--- START ---

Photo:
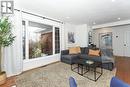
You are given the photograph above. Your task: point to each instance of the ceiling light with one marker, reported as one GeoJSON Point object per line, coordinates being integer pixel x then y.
{"type": "Point", "coordinates": [113, 0]}
{"type": "Point", "coordinates": [94, 23]}
{"type": "Point", "coordinates": [67, 17]}
{"type": "Point", "coordinates": [119, 18]}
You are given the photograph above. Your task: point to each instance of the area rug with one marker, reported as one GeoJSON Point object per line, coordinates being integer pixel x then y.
{"type": "Point", "coordinates": [57, 75]}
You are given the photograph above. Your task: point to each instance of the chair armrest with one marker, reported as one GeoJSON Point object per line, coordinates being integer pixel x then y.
{"type": "Point", "coordinates": [64, 52]}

--- END ---

### Exercise objective
You need to copy every entry exactly, taking out only the pictures.

### Written answer
Photo:
You are given the photograph above. Your task: point to each instance of the ceiling light with one marker, reported as one GeoJSON Point object per line, coordinates being integer pixel x then y.
{"type": "Point", "coordinates": [113, 0]}
{"type": "Point", "coordinates": [94, 23]}
{"type": "Point", "coordinates": [67, 17]}
{"type": "Point", "coordinates": [119, 18]}
You are given the photograph above. Your task: point to each instance of the area rug with one marker, reported as one GeoJSON Point object per line, coordinates being integer pixel x then y.
{"type": "Point", "coordinates": [57, 75]}
You are given the photograph above. Your task: point to each instance of the chair armrest with one marker, reported as one GeoJSON Point object per line, coordinates being integer pixel x then y.
{"type": "Point", "coordinates": [64, 52]}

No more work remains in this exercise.